Directions: Can you lay out the items, from the start up to and including the line with "Provide the mask for every instance of the store", as a Markdown table with the columns Row and Line, skipping any blank lines and leaving out the pictures?

Excerpted records:
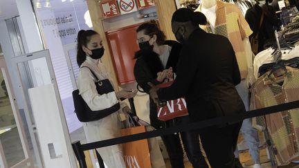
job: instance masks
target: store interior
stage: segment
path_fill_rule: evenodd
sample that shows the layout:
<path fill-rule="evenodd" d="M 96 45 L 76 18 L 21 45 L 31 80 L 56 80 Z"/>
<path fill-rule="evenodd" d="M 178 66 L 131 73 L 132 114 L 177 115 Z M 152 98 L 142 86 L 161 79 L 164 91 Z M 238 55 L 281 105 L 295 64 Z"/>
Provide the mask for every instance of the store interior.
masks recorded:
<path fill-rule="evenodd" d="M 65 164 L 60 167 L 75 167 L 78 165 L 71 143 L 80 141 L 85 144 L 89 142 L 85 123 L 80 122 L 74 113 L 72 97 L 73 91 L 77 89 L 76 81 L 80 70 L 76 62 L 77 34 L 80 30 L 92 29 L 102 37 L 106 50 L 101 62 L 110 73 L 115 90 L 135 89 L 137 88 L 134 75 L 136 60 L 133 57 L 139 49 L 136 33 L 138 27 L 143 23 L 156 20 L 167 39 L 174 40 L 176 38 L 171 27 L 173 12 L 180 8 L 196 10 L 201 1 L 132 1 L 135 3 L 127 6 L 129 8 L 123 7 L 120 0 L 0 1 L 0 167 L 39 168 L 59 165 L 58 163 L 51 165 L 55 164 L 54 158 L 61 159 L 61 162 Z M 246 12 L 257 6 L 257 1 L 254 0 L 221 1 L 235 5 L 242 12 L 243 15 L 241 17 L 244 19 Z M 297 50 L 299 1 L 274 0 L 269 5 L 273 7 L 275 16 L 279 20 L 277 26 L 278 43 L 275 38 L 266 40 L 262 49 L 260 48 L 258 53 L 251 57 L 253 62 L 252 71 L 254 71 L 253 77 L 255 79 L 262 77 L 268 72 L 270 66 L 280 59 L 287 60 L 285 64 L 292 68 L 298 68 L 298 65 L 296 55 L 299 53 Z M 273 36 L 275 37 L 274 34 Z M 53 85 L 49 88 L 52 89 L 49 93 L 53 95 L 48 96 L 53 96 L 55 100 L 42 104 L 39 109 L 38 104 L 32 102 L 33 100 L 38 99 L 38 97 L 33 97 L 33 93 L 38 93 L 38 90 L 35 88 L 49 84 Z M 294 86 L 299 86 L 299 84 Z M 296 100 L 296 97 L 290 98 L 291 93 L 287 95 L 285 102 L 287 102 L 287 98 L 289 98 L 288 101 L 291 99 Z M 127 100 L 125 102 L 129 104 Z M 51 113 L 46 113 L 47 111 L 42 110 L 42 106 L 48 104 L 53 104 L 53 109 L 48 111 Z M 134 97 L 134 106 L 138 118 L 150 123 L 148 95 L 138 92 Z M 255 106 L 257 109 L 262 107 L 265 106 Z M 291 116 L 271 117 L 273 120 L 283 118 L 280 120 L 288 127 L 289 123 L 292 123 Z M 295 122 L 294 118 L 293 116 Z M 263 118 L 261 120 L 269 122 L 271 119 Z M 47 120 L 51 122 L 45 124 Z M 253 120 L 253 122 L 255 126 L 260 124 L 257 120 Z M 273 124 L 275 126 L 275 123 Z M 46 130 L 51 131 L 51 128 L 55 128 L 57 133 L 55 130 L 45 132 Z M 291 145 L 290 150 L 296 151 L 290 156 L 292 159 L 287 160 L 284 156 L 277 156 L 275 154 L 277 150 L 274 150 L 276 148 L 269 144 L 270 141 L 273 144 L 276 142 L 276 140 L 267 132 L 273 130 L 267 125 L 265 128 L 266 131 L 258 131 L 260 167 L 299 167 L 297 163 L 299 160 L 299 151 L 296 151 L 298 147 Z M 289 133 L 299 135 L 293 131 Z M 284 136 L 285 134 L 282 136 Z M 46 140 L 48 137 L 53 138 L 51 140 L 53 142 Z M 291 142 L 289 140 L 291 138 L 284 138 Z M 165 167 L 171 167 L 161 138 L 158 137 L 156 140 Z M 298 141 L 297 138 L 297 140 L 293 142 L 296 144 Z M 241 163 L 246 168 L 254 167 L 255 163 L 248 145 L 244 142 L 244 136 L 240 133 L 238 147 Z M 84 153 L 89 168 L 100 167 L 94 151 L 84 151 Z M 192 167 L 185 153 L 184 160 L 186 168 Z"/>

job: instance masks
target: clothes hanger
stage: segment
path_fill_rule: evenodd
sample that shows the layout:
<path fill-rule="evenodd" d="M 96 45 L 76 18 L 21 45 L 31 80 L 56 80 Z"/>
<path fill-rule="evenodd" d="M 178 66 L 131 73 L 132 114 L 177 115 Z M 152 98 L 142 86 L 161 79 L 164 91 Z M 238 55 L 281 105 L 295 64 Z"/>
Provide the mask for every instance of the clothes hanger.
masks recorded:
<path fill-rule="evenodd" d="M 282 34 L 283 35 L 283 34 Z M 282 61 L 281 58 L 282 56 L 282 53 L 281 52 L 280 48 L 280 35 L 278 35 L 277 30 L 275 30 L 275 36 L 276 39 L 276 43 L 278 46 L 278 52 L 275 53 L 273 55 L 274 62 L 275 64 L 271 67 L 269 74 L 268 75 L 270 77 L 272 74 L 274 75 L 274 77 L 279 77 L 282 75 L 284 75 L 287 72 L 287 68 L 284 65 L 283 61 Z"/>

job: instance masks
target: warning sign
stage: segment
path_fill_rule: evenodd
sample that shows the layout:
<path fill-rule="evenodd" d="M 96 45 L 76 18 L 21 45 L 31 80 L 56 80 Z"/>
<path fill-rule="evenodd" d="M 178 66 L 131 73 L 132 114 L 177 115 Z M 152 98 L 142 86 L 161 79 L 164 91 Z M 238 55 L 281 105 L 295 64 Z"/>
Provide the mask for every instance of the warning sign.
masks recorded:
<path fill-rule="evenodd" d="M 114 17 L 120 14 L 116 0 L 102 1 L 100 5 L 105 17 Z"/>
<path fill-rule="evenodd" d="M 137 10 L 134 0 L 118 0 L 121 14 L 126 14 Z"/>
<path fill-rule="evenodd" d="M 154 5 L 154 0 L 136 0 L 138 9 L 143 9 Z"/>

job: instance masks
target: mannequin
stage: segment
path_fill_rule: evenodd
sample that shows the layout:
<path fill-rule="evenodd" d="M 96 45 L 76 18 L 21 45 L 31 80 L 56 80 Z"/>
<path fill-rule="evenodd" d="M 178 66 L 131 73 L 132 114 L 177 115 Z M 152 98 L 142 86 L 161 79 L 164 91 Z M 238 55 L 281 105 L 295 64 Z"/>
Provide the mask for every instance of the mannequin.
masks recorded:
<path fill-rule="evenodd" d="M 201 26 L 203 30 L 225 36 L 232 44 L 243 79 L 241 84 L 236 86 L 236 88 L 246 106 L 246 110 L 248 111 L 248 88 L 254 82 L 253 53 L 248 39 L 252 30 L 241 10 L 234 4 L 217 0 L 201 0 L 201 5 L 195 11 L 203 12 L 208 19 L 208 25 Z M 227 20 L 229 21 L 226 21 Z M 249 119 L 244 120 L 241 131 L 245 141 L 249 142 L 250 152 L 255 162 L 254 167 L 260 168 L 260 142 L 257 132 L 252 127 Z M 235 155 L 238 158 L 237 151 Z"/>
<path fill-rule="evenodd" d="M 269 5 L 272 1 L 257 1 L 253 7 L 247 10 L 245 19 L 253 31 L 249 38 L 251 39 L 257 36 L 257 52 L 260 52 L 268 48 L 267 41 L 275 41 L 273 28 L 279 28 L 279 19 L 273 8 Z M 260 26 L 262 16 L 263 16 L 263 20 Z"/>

Result below:
| Row | Line |
|---|---|
| 1 | job: instance masks |
| 2 | target: store interior |
| 3 | stage: segment |
| 4 | path_fill_rule: evenodd |
| 5 | sample that shows the layout: |
| 6 | <path fill-rule="evenodd" d="M 96 45 L 76 18 L 21 45 L 31 80 L 56 80 Z"/> |
| 7 | <path fill-rule="evenodd" d="M 178 66 L 131 73 L 132 114 L 177 115 Z M 152 98 L 142 86 L 161 79 L 164 91 Z M 238 55 L 281 105 L 295 64 Z"/> |
| 8 | Provide the mask for every instance of the store interior. |